Problem statement: Reproduce the lines below from the one that contains "Query: jacket sleeve" through the end, inclusive, and add nothing.

Records for the task:

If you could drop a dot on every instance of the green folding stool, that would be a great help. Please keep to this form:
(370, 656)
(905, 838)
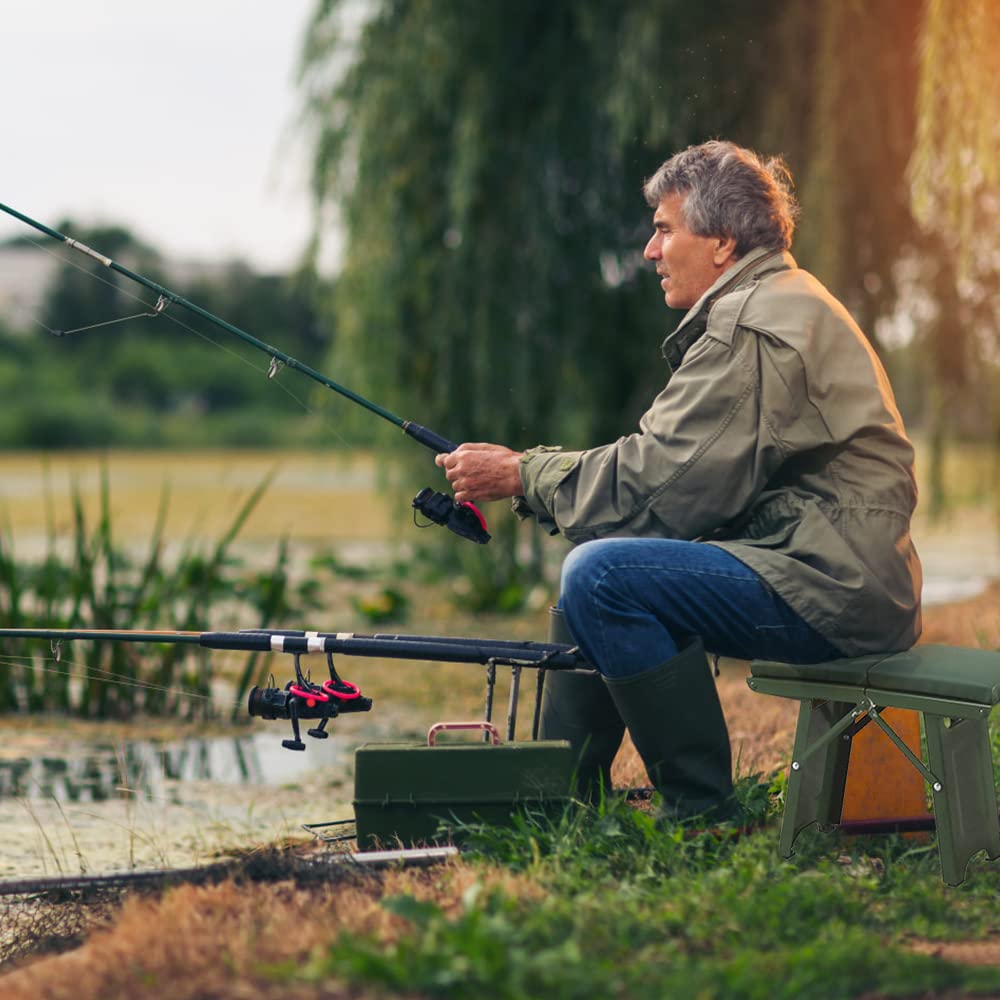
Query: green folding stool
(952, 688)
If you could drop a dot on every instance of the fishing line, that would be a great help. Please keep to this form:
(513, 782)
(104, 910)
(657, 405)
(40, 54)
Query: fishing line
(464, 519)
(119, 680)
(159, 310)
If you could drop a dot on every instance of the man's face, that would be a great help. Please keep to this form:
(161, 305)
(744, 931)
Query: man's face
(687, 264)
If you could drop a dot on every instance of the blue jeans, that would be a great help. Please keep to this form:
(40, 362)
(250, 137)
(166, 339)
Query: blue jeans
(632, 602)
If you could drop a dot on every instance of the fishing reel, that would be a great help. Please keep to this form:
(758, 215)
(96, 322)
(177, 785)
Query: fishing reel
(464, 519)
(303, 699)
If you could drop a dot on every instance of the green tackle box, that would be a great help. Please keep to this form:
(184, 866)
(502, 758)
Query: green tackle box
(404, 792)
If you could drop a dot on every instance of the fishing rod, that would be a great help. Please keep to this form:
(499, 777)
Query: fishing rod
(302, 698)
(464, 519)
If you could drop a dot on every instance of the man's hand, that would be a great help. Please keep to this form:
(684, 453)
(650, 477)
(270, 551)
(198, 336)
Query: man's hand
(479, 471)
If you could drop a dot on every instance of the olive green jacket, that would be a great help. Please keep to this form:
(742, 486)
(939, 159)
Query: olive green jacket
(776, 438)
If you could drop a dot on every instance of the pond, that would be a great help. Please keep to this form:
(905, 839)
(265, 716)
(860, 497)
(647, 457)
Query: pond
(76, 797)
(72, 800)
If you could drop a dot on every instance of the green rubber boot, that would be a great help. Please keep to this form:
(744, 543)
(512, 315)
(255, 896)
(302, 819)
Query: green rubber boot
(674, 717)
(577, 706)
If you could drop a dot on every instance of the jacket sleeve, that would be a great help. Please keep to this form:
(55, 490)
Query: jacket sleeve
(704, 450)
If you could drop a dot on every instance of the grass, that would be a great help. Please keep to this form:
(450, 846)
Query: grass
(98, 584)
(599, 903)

The completed task:
Query: jacket sleeve
(704, 450)
If you could drop a dot on every instance of the grass, that would be a great help. Please keep to this form:
(450, 846)
Query: grass
(98, 584)
(599, 903)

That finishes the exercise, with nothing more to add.